Items from a labeling collection:
----------
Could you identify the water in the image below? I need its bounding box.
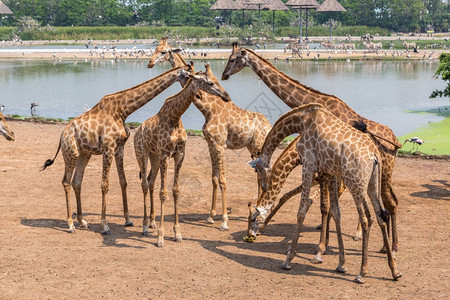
[0,59,448,136]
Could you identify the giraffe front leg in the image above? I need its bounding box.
[206,144,220,224]
[101,152,113,235]
[352,193,372,284]
[115,146,133,226]
[61,158,75,233]
[72,153,91,229]
[147,153,160,229]
[328,178,347,273]
[311,179,330,264]
[172,143,185,242]
[218,152,229,231]
[157,154,170,247]
[281,168,314,270]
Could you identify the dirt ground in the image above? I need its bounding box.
[0,121,450,299]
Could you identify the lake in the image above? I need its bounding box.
[0,59,448,136]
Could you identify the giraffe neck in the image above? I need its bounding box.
[247,49,402,150]
[103,68,181,121]
[259,105,315,167]
[256,137,301,208]
[170,53,187,68]
[247,50,325,108]
[158,79,197,123]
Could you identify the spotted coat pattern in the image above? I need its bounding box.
[147,37,271,230]
[222,43,402,252]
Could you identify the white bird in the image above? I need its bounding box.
[30,102,39,116]
[403,136,425,151]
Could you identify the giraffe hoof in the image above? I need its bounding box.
[281,261,292,270]
[378,247,387,253]
[80,219,89,229]
[353,275,365,284]
[311,255,323,264]
[336,266,347,273]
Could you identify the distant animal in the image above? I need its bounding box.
[402,41,417,50]
[30,102,39,116]
[403,136,425,151]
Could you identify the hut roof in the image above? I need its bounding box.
[317,0,347,12]
[209,0,240,10]
[235,0,289,10]
[0,1,13,15]
[286,0,320,8]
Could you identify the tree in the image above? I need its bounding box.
[430,53,450,98]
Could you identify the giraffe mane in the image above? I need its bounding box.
[270,136,300,178]
[272,103,329,128]
[244,48,338,98]
[102,67,182,99]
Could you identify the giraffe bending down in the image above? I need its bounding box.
[253,104,402,283]
[134,65,230,247]
[222,43,402,253]
[0,112,16,141]
[147,37,271,230]
[43,68,195,235]
[248,136,344,263]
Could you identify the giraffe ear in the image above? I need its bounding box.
[232,42,239,52]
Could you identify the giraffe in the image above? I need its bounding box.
[253,104,402,283]
[134,65,230,247]
[222,43,402,254]
[0,112,15,141]
[147,37,271,230]
[42,68,195,235]
[248,136,344,264]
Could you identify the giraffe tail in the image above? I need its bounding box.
[41,139,61,171]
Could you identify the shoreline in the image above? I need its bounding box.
[0,35,450,61]
[0,47,449,61]
[4,115,450,161]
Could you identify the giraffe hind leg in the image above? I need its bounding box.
[115,146,134,226]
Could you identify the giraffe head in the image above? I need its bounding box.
[0,112,15,141]
[245,202,270,242]
[182,64,231,102]
[222,42,248,80]
[147,37,181,68]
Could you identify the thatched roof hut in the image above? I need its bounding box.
[286,0,320,9]
[0,1,13,15]
[317,0,347,12]
[209,0,241,10]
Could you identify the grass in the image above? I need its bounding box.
[399,106,450,155]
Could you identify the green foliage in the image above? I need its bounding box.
[275,26,391,37]
[430,53,450,98]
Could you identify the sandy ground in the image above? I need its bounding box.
[0,121,450,299]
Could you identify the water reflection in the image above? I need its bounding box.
[0,59,448,135]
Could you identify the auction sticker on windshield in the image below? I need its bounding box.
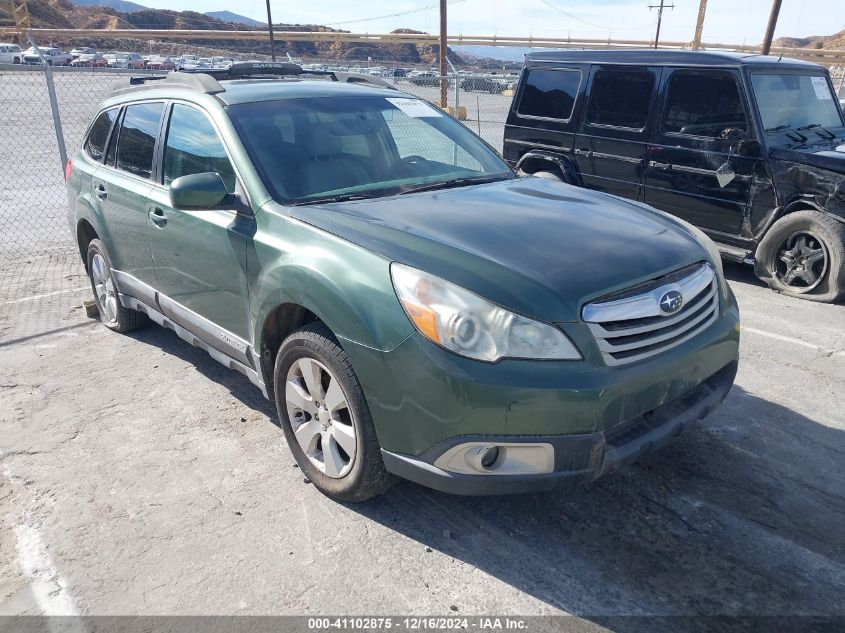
[810,77,833,101]
[387,97,443,119]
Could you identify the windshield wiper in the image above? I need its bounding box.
[290,193,376,207]
[399,176,507,195]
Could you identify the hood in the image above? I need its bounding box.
[291,178,709,321]
[770,132,845,174]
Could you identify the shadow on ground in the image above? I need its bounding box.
[353,387,845,631]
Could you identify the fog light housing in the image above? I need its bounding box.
[434,442,555,476]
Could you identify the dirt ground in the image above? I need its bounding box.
[0,252,845,630]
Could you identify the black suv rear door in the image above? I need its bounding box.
[644,68,759,235]
[575,64,661,199]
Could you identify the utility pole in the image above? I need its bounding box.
[692,0,707,51]
[760,0,781,55]
[267,0,276,61]
[439,0,448,108]
[648,0,675,48]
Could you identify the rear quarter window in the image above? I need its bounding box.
[85,108,118,162]
[117,103,164,178]
[587,68,656,130]
[516,68,581,121]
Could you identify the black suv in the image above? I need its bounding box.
[504,50,845,302]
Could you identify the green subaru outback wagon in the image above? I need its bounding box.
[66,64,739,501]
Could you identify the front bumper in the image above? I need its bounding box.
[382,362,737,495]
[341,291,739,494]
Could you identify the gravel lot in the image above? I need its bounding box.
[0,66,845,630]
[0,254,845,628]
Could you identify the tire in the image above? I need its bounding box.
[531,171,566,182]
[86,239,147,332]
[754,210,845,303]
[273,323,395,502]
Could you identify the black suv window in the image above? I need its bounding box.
[117,103,164,178]
[85,108,119,161]
[587,68,655,130]
[164,103,235,193]
[663,71,748,138]
[517,68,581,120]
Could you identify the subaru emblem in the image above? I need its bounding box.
[660,290,684,314]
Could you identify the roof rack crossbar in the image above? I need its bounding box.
[112,71,225,95]
[113,62,395,94]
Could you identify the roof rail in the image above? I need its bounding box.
[112,71,226,95]
[112,62,396,95]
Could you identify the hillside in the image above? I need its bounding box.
[73,0,149,13]
[205,11,267,26]
[0,0,465,64]
[772,31,845,50]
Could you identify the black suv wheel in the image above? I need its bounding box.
[756,210,845,303]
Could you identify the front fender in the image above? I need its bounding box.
[247,218,413,351]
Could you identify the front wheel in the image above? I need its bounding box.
[755,210,845,303]
[87,240,146,332]
[273,323,393,501]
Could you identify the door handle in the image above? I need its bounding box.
[150,207,167,229]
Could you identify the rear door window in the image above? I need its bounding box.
[164,103,235,193]
[517,68,581,121]
[85,108,118,162]
[587,68,656,130]
[663,70,748,138]
[117,103,164,178]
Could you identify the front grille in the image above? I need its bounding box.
[582,262,719,365]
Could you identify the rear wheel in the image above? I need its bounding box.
[755,210,845,303]
[273,323,394,501]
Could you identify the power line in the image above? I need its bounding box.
[648,0,675,48]
[326,0,466,26]
[540,0,654,31]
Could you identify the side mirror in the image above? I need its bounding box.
[736,138,760,157]
[170,172,231,211]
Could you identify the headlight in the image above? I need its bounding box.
[390,263,581,362]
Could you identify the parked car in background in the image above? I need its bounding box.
[70,46,97,59]
[0,43,23,64]
[408,72,452,87]
[103,53,144,69]
[65,63,740,501]
[147,56,176,70]
[70,53,109,68]
[461,77,504,94]
[23,46,72,66]
[504,50,845,302]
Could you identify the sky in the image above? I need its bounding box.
[143,0,845,44]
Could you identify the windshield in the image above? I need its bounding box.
[227,94,513,204]
[751,73,842,132]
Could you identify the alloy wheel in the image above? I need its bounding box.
[775,231,828,293]
[285,357,357,479]
[91,253,117,323]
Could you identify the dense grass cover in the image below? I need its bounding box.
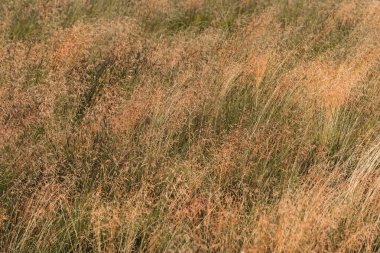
[0,0,380,252]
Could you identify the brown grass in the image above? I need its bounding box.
[0,0,380,252]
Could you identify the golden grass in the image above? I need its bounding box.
[0,0,380,252]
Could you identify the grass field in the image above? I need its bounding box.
[0,0,380,252]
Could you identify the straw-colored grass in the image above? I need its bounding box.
[0,0,380,252]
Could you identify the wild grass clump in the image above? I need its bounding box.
[0,0,380,252]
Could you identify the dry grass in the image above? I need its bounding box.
[0,0,380,252]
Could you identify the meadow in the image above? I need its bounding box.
[0,0,380,253]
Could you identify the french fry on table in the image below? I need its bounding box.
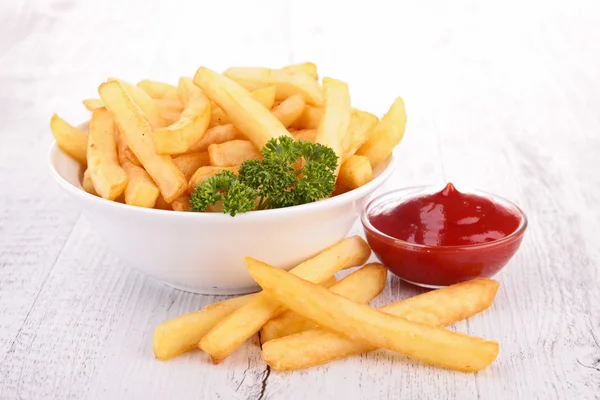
[338,155,373,189]
[342,109,379,163]
[50,114,88,165]
[315,78,350,176]
[223,67,323,106]
[262,278,498,370]
[250,257,498,372]
[260,263,387,344]
[187,124,246,153]
[82,99,104,111]
[356,97,406,168]
[194,67,291,149]
[98,81,187,202]
[210,86,275,126]
[152,78,210,154]
[208,140,261,167]
[173,152,210,181]
[87,108,127,200]
[281,62,319,80]
[291,106,323,129]
[272,94,306,128]
[199,236,371,364]
[188,165,240,193]
[117,133,160,208]
[137,79,178,100]
[109,78,165,129]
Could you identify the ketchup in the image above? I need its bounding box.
[363,183,527,288]
[369,183,520,246]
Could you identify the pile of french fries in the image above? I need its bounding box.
[50,63,406,211]
[153,236,499,372]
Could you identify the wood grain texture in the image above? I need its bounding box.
[0,0,600,399]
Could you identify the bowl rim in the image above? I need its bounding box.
[47,141,396,221]
[360,185,528,251]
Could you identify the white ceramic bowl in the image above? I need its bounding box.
[49,143,394,295]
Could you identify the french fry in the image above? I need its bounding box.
[188,165,240,193]
[173,152,210,181]
[152,78,210,154]
[171,194,190,211]
[50,114,88,165]
[199,236,371,364]
[291,106,323,129]
[208,140,261,167]
[338,155,373,189]
[260,263,387,344]
[272,94,305,128]
[152,277,336,360]
[281,62,319,80]
[117,133,160,208]
[315,78,350,176]
[137,79,178,99]
[81,169,98,196]
[109,78,165,129]
[356,97,406,168]
[87,108,127,200]
[251,257,498,372]
[262,278,498,370]
[194,67,291,149]
[98,81,187,202]
[342,109,379,163]
[187,124,245,153]
[292,129,319,143]
[82,99,104,111]
[210,86,275,126]
[223,67,323,106]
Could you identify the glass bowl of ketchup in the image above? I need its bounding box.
[361,183,527,288]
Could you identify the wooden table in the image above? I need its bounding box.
[0,0,600,399]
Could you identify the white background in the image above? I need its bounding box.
[0,0,600,399]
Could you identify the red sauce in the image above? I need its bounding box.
[370,183,520,246]
[363,183,527,287]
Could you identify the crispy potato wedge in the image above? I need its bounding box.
[50,114,88,165]
[338,155,373,189]
[281,62,319,80]
[188,165,240,193]
[188,124,246,153]
[342,109,379,163]
[109,78,166,129]
[137,79,178,100]
[262,278,499,370]
[87,108,127,200]
[98,81,187,202]
[210,86,275,126]
[292,129,319,143]
[356,97,406,168]
[251,257,498,372]
[223,67,323,106]
[194,67,291,149]
[173,152,210,181]
[81,169,98,196]
[82,99,104,111]
[315,78,351,175]
[152,78,210,154]
[199,236,371,364]
[152,277,336,360]
[291,106,323,129]
[260,263,387,344]
[117,133,160,208]
[208,140,261,167]
[272,93,306,128]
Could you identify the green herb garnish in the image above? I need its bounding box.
[190,137,338,216]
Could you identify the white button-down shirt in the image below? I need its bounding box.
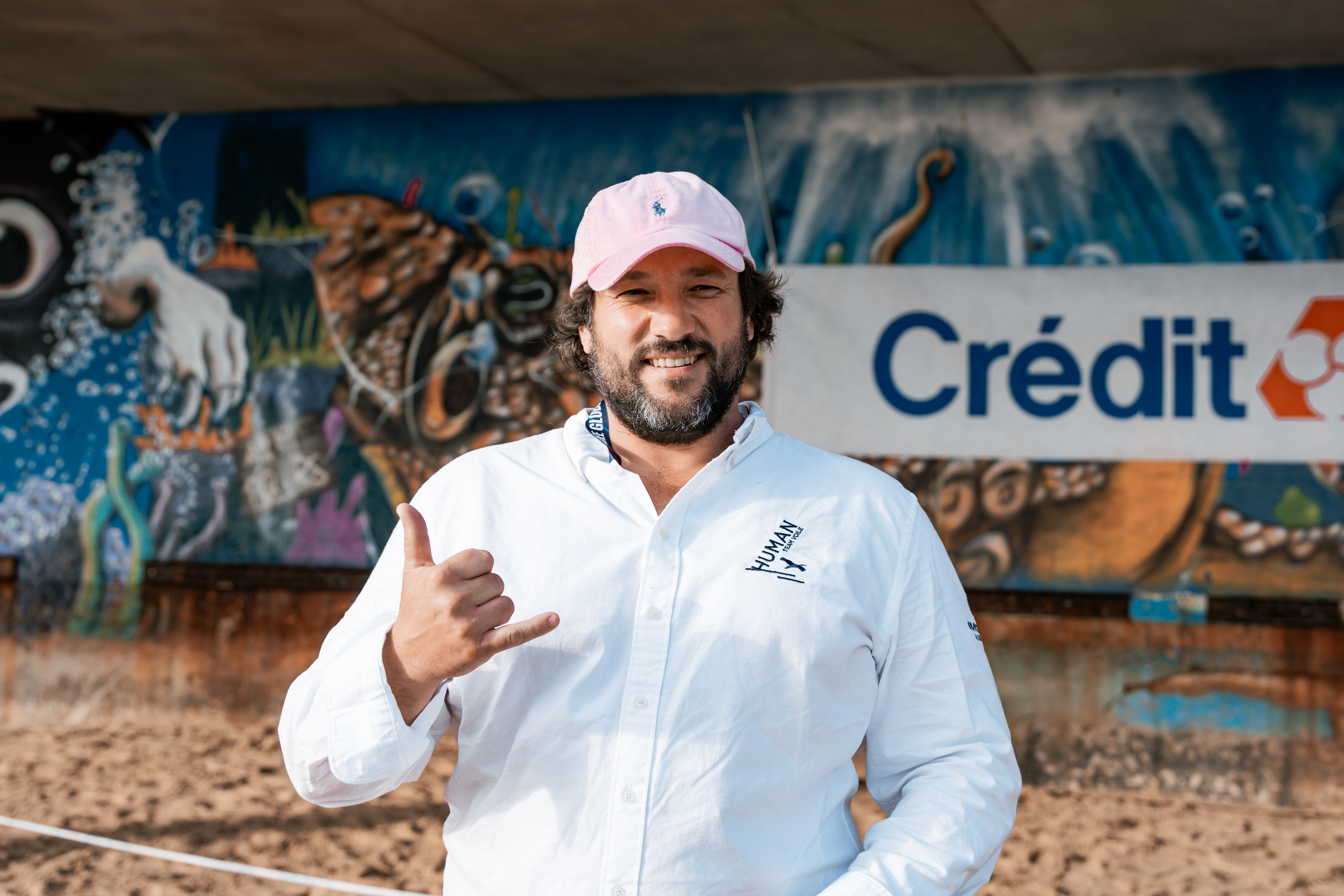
[280,403,1020,896]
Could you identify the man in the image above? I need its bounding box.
[281,172,1020,896]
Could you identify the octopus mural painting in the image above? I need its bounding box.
[0,70,1344,635]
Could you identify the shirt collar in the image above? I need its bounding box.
[564,402,774,480]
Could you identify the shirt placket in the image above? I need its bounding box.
[601,510,684,896]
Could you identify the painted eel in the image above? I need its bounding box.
[868,147,957,264]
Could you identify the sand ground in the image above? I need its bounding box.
[0,719,1344,896]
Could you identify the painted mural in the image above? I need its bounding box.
[0,68,1344,635]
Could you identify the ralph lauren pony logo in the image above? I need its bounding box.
[746,520,808,584]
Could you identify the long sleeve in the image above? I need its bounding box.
[825,513,1021,896]
[280,524,453,806]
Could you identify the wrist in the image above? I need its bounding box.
[383,632,444,724]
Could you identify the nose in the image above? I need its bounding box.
[649,296,696,343]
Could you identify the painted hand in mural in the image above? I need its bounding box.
[383,504,561,724]
[98,238,247,427]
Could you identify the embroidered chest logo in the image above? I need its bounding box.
[747,520,808,584]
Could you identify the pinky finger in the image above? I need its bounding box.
[481,613,561,654]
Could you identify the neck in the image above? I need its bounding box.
[607,402,742,513]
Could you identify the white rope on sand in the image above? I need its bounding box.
[0,815,429,896]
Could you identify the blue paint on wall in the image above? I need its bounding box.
[1114,691,1335,740]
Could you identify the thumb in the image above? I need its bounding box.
[396,504,434,569]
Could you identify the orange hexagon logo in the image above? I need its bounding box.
[1255,296,1344,420]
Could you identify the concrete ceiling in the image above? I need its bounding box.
[0,0,1344,118]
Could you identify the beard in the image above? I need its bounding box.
[587,321,751,445]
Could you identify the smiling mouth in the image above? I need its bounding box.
[644,355,704,367]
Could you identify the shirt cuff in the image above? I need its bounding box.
[321,614,448,785]
[821,871,891,896]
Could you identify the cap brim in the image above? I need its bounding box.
[587,227,746,293]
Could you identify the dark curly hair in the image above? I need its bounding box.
[547,264,783,372]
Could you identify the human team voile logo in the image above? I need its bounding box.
[1255,296,1344,420]
[746,520,808,584]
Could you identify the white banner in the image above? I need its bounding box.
[763,262,1344,462]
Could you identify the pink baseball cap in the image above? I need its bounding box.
[570,171,756,291]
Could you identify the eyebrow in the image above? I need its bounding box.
[618,267,727,282]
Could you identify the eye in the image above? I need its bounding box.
[0,197,61,300]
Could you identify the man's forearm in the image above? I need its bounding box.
[383,632,444,725]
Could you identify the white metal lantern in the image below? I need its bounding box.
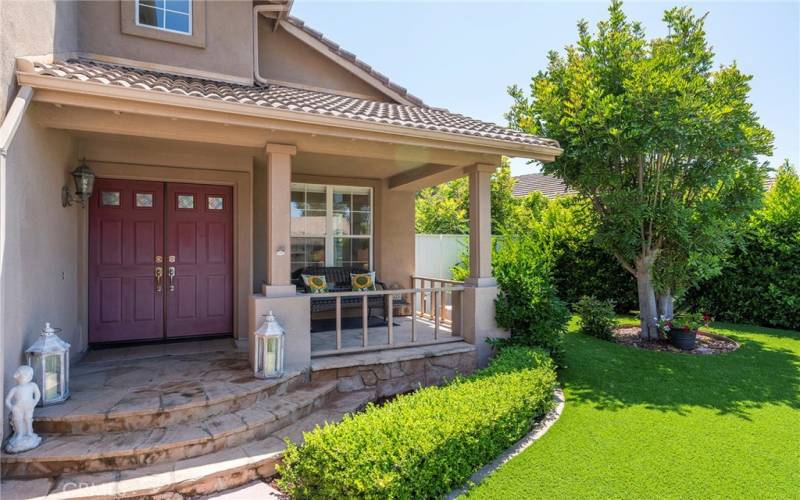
[253,311,286,378]
[25,323,69,406]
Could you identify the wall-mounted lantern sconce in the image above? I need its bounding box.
[61,160,95,207]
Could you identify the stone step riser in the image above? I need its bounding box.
[34,374,307,434]
[2,384,336,478]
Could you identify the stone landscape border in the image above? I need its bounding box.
[445,387,566,500]
[610,324,742,356]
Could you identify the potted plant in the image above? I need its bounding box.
[658,313,711,351]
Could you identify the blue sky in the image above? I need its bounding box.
[292,0,800,175]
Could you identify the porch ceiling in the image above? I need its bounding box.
[30,102,500,190]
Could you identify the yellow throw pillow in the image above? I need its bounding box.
[301,274,328,293]
[350,271,375,292]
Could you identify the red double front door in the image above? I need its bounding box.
[89,179,233,342]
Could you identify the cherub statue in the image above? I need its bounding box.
[6,365,42,453]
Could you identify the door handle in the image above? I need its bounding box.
[156,266,164,293]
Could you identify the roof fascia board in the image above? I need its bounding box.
[278,19,416,106]
[17,71,562,162]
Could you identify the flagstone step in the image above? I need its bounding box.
[2,391,375,500]
[2,381,337,478]
[34,352,307,434]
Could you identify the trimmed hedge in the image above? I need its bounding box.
[279,347,556,498]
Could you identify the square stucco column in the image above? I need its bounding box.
[264,144,297,297]
[461,163,508,367]
[465,163,497,286]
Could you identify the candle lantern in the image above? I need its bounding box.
[253,311,286,378]
[25,323,69,406]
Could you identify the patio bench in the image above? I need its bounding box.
[294,266,388,320]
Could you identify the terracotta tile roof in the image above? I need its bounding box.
[28,59,559,148]
[514,174,575,198]
[284,16,425,106]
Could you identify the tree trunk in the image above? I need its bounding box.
[636,257,658,339]
[656,289,674,319]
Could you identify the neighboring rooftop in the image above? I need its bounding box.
[26,58,559,148]
[514,174,575,198]
[513,174,775,198]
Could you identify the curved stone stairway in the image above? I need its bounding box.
[2,352,375,500]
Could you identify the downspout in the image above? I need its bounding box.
[253,4,291,85]
[0,85,33,442]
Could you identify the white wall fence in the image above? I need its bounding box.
[414,234,469,279]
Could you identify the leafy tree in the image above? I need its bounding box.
[416,158,519,234]
[507,1,772,337]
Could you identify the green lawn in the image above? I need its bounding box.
[470,324,800,499]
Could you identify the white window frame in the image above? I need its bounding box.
[134,0,194,36]
[289,182,375,271]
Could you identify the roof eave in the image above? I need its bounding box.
[17,70,563,162]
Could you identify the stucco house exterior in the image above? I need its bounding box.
[0,0,561,498]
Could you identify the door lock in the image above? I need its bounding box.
[156,266,164,293]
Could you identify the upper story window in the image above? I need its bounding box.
[136,0,192,35]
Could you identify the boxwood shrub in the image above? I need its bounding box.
[278,347,556,498]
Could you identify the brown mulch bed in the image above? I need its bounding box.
[614,325,739,355]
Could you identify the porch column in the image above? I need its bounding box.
[264,144,297,297]
[461,163,508,367]
[465,163,497,286]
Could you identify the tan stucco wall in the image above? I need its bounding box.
[258,16,393,102]
[0,0,78,120]
[0,111,79,434]
[78,0,253,79]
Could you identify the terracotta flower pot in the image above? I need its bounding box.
[669,330,697,351]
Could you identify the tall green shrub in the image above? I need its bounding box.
[492,221,570,360]
[451,192,637,313]
[687,162,800,330]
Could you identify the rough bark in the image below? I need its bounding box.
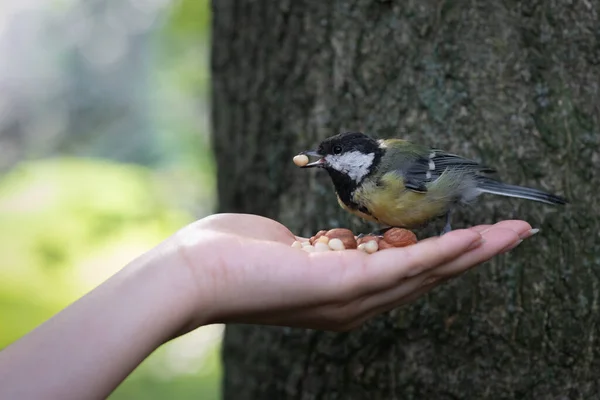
[212,0,600,400]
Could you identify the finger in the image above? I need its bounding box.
[322,229,481,295]
[362,228,521,311]
[479,219,532,239]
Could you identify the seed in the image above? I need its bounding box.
[302,245,315,253]
[328,238,346,250]
[294,154,308,167]
[317,236,329,244]
[365,240,379,254]
[314,242,330,252]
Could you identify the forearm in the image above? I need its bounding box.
[0,247,198,400]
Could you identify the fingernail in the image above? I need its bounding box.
[500,239,523,253]
[467,238,485,251]
[521,228,540,239]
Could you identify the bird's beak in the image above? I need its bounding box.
[300,150,325,168]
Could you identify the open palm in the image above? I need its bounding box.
[175,214,535,331]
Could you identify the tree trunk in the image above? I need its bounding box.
[212,0,600,400]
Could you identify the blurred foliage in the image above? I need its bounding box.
[0,0,221,399]
[0,159,191,347]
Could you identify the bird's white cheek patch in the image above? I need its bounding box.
[325,151,375,182]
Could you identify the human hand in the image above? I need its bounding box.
[173,214,535,331]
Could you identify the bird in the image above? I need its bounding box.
[299,132,567,235]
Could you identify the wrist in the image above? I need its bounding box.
[135,234,214,342]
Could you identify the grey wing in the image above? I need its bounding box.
[403,149,496,193]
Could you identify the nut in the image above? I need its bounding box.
[316,235,329,244]
[325,228,357,249]
[356,235,381,246]
[309,230,331,244]
[365,240,379,254]
[328,238,346,251]
[377,239,395,250]
[293,154,308,167]
[383,228,417,247]
[314,242,330,252]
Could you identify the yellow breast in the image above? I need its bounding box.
[350,174,448,228]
----------
Goal: Write out only the lines from the line containing "Could you identify the rough" through the end of the material above, both end lines included. Pictures are not written out.

Exercise answer:
Could you identify the rough bark in the image below? I need its bounding box.
[212,0,600,400]
Could you identify the finger in the image above? I need its bounding box.
[322,229,481,295]
[362,228,521,311]
[479,219,532,239]
Could you identify the seed in the image above? I need its bounding box.
[302,245,315,253]
[328,238,346,250]
[294,154,308,167]
[317,236,329,244]
[365,240,379,254]
[314,242,330,252]
Could you identify the forearm in the image above? I need its bounding box.
[0,247,198,400]
Could you identify the fingernail in the image above? I need its bounding box.
[500,239,523,253]
[467,238,485,251]
[521,228,540,239]
Could you identify the bird's beak in the image above? I need its bounding box.
[300,150,325,168]
Could you identify the open palm in the image above? I need its bounding box.
[175,214,535,331]
Could you identify the tree trunk in the image above? I need its bounding box.
[212,0,600,400]
Could you identify the blurred foliage in the image above? I need its bounding box.
[0,0,221,399]
[0,159,191,347]
Could you identify the bird's white cheek patch in the image above? I need its bounding box.
[325,151,375,182]
Could you identify the human hand in the image above? I need its bounding box.
[173,214,535,331]
Could you identify the bird in the image above? I need its bounding box.
[299,132,567,235]
Could you identify the wrist in the image above? I need its bounding box.
[135,234,214,342]
Could you identify the grey wing in the image above? I need its bounding box.
[403,149,496,193]
Could you identify the nut in the image above? I need its bounding box.
[316,235,329,244]
[325,228,357,249]
[356,235,381,246]
[309,230,331,244]
[365,240,379,254]
[328,238,346,251]
[377,239,395,250]
[293,154,308,167]
[383,228,417,247]
[314,242,330,252]
Could you identify the yellow breast in the image above? I need its bounding box.
[350,174,448,228]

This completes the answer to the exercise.